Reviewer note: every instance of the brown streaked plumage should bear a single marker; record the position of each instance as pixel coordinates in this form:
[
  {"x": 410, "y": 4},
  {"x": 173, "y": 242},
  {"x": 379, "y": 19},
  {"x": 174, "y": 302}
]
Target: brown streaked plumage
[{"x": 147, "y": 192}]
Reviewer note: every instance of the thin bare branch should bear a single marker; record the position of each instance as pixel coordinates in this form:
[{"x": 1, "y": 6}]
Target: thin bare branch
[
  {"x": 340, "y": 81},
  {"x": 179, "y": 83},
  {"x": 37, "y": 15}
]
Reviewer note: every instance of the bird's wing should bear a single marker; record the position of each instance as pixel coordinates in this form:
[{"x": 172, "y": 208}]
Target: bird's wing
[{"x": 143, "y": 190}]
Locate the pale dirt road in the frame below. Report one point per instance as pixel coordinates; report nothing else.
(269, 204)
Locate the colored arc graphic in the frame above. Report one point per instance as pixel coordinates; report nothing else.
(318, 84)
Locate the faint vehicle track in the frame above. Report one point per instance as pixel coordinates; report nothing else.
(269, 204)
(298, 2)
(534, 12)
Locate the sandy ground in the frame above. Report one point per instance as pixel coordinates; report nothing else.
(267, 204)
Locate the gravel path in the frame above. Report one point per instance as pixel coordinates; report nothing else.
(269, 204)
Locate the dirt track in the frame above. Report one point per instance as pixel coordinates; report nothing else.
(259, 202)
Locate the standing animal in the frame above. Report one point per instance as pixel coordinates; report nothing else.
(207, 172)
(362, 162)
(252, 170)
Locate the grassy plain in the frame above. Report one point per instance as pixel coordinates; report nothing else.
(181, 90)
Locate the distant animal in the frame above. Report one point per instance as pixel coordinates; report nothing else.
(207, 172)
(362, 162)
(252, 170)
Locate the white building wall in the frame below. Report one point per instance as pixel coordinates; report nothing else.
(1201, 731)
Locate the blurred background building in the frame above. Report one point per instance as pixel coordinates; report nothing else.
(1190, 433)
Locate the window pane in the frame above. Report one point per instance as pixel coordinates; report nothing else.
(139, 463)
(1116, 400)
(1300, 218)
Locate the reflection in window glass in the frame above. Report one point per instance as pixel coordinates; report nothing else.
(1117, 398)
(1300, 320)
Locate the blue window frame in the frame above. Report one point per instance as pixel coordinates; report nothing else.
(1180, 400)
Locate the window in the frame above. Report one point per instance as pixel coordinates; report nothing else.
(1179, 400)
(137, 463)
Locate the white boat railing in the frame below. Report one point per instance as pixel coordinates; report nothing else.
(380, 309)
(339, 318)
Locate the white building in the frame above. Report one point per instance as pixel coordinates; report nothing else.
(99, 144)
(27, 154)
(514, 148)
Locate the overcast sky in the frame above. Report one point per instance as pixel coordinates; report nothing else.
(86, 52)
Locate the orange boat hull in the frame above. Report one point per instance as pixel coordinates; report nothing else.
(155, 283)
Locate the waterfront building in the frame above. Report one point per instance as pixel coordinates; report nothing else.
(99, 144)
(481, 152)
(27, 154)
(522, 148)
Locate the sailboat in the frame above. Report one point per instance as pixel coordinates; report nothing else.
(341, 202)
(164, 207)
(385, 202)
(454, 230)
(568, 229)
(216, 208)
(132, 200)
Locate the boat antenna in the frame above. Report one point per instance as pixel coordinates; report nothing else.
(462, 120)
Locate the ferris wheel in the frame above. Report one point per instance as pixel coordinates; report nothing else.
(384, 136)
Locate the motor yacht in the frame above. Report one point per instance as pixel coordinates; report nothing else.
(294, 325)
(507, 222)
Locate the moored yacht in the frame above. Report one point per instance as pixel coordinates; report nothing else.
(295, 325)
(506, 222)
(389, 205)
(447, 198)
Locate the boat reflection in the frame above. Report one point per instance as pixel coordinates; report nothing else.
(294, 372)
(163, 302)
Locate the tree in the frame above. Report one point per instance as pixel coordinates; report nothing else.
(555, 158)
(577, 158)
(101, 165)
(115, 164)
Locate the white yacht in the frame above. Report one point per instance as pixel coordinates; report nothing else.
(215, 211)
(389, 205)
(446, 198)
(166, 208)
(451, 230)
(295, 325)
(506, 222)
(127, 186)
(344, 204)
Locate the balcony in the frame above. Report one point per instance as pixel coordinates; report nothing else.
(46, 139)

### Your objective
Please transcribe the whole listing exactly as it stands.

### Task output
Reviewer note: every instance of the brown streaked plumage should bear a single marker; record the position of each instance as pixel coordinates in this form:
[
  {"x": 410, "y": 4},
  {"x": 173, "y": 242},
  {"x": 379, "y": 19},
  {"x": 174, "y": 302}
]
Target: brown streaked plumage
[{"x": 147, "y": 192}]
Reviewer note: every instance of the thin bare branch should bear a single marker; record the position of each instance as pixel coordinates in this form:
[{"x": 1, "y": 6}]
Target: thin bare branch
[
  {"x": 340, "y": 81},
  {"x": 179, "y": 83},
  {"x": 37, "y": 15}
]
Reviewer note: every instance of the bird's wing should bear a single marker; record the position of each instance as pixel coordinates in this form:
[{"x": 172, "y": 208}]
Target: bird's wing
[{"x": 143, "y": 190}]
Locate the pale dirt road in the frame below. Report one point per instance as pixel coordinates; report nothing else.
(269, 204)
Locate the colored arc graphic in the frame above. Report one point per instance as pixel coordinates; report nothing else.
(318, 84)
Locate the faint vehicle track in the frame above. Report one point per instance as pixel coordinates; report nothing else.
(269, 204)
(298, 2)
(534, 12)
Locate the sandy ground in the frame above. Report one point per instance as pixel coordinates; report nothing else.
(267, 204)
Locate the gravel path in the frame above. Report one point per instance as pixel coordinates; report nothing else.
(269, 204)
Locate the dirt track in the frame above. Report one point per instance as pixel coordinates; report nothing else.
(259, 202)
Locate the standing animal in the frame above. Report one point per instance as pixel coordinates; report nothing else.
(207, 172)
(362, 162)
(252, 170)
Locate the grassy plain in the frame above. Report one point per instance as pixel coordinates; report nothing else.
(181, 90)
Locate the distant animal in the frame above. Report one point per instance as pixel coordinates; report nothing else.
(207, 172)
(362, 162)
(252, 170)
Locate the white building wall in the frame below. Report one point per instance as pixel coordinates; report nothing else.
(1201, 731)
Locate the blurred background building in the frame above. Report one point per instance as pixel coordinates; report nothing else.
(1190, 433)
Locate the window pane in the frame above. Report one point per instance as pixel coordinates; report nothing else.
(139, 463)
(1116, 400)
(1300, 218)
Locate the reflection in window glass in the frame above. Report one point per instance as pixel coordinates; report nothing else.
(1117, 398)
(1300, 320)
Locate the blue window frame in the frame above. Report one point per instance as pixel coordinates; report nothing else.
(1180, 400)
Locate the window in the frame above. Report one point per instance as pixel coordinates; report nothing else.
(1179, 400)
(137, 463)
Locate the white boat railing in the frame below. Report one point per instance as pixel coordinates; report nothing else.
(380, 309)
(339, 318)
Locate the white building in the frame above. Report one point per instance as pixel coordinates; report nothing else.
(99, 144)
(27, 154)
(514, 148)
Locate the overcast sky in the frame above. Report one point per instance as pixel coordinates; report nothing else.
(86, 52)
Locate the orange boat hull in the frame above. Report one point per instance as pixel coordinates; report nothing else.
(155, 283)
Locate the waterfront building in the frame above. Report one point per instance as pixel coordinates; report nothing else.
(99, 144)
(481, 152)
(27, 154)
(522, 148)
Locate the sailboat in the frame above. Report one point per instance as pixel coordinates; report nothing else.
(341, 202)
(164, 207)
(385, 202)
(454, 230)
(568, 229)
(216, 208)
(132, 200)
Locate the boat antenna in the frame above. Report one point per instance as pixel coordinates; report nothing else.
(462, 120)
Locate the ferris wheel in the frame above. Report one point per instance as pixel coordinates; report nothing else.
(384, 136)
Locate the motor yacht in the frame above. Report one point per instance as pixel coordinates; report nothing else.
(294, 325)
(507, 222)
Locate the moored yacht in the frame above. Report one point per instance as pixel coordinates; report nothing else.
(295, 325)
(506, 222)
(389, 205)
(447, 198)
Locate the boat reflection in the frame above. Report one point per instance as pixel coordinates; report nothing else.
(294, 372)
(163, 302)
Locate the tree in the frame above. Report one point per instance as pixel coordinates; report nothing else.
(555, 158)
(577, 158)
(101, 165)
(115, 164)
Locate the white yacht in the frame above. Report one point per instance as pixel coordinates; report nothing else.
(215, 211)
(389, 205)
(446, 198)
(166, 208)
(451, 230)
(295, 325)
(506, 222)
(127, 186)
(344, 204)
Locate the balcony in the frame above. Report one point per instance as pixel coordinates; report nothing else.
(46, 139)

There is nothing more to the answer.